(A run of records)
:::
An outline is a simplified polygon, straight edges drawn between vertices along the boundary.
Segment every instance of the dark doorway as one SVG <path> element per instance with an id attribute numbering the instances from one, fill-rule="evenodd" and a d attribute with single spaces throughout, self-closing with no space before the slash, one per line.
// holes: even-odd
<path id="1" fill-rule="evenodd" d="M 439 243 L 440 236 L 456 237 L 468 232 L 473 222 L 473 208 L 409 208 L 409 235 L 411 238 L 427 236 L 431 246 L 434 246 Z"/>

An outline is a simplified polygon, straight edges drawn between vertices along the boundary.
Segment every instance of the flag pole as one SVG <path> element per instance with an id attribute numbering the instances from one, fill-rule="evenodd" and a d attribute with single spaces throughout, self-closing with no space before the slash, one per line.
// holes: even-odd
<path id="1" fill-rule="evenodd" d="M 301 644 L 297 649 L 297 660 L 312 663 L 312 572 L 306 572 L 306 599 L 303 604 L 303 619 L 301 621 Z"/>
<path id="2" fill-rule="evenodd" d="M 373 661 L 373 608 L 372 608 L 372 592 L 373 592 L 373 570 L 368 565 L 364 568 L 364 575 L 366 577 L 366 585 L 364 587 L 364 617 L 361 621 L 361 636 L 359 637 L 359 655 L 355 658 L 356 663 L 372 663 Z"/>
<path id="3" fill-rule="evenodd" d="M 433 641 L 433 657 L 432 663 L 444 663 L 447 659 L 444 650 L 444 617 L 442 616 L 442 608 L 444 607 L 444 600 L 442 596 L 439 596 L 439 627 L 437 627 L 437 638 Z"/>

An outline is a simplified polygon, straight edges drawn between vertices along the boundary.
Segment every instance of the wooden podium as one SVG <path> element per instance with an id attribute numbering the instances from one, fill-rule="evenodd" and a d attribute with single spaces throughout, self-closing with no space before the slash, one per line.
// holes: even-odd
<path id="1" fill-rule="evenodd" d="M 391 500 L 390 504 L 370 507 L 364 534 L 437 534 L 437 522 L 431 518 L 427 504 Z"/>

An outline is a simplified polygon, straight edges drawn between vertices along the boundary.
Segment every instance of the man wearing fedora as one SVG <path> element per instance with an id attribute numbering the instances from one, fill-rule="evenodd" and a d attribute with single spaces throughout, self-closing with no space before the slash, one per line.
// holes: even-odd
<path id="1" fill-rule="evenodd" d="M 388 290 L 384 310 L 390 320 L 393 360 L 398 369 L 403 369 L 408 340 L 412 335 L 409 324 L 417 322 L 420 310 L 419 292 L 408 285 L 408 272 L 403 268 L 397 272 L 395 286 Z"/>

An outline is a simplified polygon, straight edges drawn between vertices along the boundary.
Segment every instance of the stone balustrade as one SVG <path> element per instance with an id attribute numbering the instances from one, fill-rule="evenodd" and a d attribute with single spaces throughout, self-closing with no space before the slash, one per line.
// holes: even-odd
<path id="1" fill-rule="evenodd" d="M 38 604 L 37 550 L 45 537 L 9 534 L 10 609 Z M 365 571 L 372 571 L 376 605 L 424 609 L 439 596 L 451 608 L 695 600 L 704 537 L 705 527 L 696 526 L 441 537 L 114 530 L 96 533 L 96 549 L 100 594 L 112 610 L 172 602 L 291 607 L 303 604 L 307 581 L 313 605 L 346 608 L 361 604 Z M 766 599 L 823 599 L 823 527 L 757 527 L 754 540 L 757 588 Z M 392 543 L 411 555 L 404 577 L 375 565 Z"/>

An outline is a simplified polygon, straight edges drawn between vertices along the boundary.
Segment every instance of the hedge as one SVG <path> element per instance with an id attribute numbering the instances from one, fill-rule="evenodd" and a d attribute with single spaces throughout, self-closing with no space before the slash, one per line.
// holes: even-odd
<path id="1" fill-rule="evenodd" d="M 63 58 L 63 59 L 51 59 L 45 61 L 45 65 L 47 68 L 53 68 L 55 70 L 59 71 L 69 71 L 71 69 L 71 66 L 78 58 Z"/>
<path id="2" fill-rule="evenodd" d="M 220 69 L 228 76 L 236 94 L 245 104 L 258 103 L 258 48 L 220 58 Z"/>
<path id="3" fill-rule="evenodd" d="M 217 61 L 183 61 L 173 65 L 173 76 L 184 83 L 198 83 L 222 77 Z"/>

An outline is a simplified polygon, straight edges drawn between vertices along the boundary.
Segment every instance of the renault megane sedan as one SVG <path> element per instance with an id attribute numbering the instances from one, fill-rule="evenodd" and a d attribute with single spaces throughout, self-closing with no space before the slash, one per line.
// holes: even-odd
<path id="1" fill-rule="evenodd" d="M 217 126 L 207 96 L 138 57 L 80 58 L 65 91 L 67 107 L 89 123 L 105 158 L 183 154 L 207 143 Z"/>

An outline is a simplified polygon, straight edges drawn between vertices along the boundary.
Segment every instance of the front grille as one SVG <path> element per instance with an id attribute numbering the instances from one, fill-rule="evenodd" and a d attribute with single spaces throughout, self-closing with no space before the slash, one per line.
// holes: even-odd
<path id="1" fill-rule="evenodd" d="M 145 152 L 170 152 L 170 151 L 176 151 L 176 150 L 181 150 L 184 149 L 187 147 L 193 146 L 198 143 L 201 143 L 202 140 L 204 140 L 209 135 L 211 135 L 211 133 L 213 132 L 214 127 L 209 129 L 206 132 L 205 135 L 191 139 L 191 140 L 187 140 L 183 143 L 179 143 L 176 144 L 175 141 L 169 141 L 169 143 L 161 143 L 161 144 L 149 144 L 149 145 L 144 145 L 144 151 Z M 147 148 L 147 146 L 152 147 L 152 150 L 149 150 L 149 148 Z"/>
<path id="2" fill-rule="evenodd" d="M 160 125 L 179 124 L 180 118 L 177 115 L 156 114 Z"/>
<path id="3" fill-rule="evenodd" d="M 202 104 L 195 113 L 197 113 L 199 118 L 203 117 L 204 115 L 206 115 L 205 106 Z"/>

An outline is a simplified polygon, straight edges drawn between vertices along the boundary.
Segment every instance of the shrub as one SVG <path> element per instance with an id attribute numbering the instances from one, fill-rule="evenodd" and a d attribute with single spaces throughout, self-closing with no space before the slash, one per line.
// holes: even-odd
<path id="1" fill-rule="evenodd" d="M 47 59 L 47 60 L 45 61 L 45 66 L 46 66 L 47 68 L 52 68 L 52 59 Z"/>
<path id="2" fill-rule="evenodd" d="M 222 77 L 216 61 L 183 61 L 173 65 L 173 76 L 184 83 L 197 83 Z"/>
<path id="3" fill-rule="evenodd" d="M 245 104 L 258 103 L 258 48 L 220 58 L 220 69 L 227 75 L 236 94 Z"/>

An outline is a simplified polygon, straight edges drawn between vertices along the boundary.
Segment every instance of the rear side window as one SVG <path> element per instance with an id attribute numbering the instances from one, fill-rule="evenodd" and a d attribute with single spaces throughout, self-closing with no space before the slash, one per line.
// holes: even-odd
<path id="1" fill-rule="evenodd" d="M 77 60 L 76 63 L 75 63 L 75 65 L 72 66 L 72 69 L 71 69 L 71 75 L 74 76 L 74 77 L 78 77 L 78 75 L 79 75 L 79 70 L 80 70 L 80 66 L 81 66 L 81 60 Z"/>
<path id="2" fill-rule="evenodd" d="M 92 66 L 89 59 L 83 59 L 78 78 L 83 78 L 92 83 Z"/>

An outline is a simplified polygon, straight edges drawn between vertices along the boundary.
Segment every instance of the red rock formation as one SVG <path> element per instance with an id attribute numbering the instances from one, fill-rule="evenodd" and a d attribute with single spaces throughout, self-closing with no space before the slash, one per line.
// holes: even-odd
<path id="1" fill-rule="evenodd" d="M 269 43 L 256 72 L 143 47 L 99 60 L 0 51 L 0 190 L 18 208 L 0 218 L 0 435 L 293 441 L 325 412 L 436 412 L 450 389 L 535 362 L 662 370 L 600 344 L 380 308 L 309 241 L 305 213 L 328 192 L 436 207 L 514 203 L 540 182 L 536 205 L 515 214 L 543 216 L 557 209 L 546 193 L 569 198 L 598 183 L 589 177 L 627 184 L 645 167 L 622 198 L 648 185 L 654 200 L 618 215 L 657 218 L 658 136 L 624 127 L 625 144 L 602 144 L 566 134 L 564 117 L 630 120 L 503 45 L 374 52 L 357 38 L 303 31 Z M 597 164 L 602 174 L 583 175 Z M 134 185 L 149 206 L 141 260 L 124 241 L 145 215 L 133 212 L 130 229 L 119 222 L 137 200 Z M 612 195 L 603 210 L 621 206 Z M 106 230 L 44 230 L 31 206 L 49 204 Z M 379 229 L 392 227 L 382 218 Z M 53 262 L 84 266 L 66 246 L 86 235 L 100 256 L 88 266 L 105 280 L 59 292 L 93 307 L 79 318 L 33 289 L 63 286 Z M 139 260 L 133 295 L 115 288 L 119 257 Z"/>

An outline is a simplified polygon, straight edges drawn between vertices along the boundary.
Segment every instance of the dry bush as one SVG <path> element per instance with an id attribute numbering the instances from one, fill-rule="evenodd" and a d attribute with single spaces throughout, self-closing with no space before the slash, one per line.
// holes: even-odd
:::
GOAL OF THE EXERCISE: Set out the material from its start up to and including the line with "433 641 L 433" as a Markdown table with the columns Row and Line, numbering each row and leaving out blank lines.

COMPLETE RESPONSE:
| Row | Line |
|---|---|
| 1 | An outline is a simplified polygon, straight edges drawn between vertices along the boundary. |
| 2 | Segment every instance of the dark doorway as one SVG <path> element per instance with an id attribute numbering the instances from one, fill-rule="evenodd" and a d attribute with single spaces throughout, self-closing with no space before the slash, one per line. |
| 3 | // holes: even-odd |
| 4 | <path id="1" fill-rule="evenodd" d="M 439 243 L 440 236 L 456 237 L 468 232 L 473 222 L 473 208 L 409 208 L 409 235 L 411 238 L 427 236 L 431 246 L 434 246 Z"/> |
| 5 | An outline is a simplified polygon, straight edges drawn between vertices along the boundary. |
| 6 | Segment every instance of the flag pole as one SVG <path> element per instance with an id attribute numbering the instances from one, fill-rule="evenodd" and a d attribute with single spaces throughout, self-closing with no space before the slash, one per line. |
| 7 | // holes: even-odd |
| 8 | <path id="1" fill-rule="evenodd" d="M 301 644 L 297 649 L 297 660 L 312 663 L 312 572 L 306 572 L 306 599 L 303 604 L 303 619 L 301 621 Z"/> |
| 9 | <path id="2" fill-rule="evenodd" d="M 373 661 L 373 608 L 372 608 L 372 592 L 373 592 L 373 570 L 368 565 L 364 568 L 364 575 L 366 577 L 366 585 L 364 587 L 364 617 L 361 621 L 361 636 L 359 637 L 359 655 L 355 658 L 356 663 L 372 663 Z"/> |
| 10 | <path id="3" fill-rule="evenodd" d="M 433 641 L 433 657 L 432 663 L 444 663 L 447 659 L 444 650 L 444 617 L 442 616 L 442 608 L 444 607 L 444 600 L 442 596 L 439 596 L 439 627 L 437 627 L 437 638 Z"/> |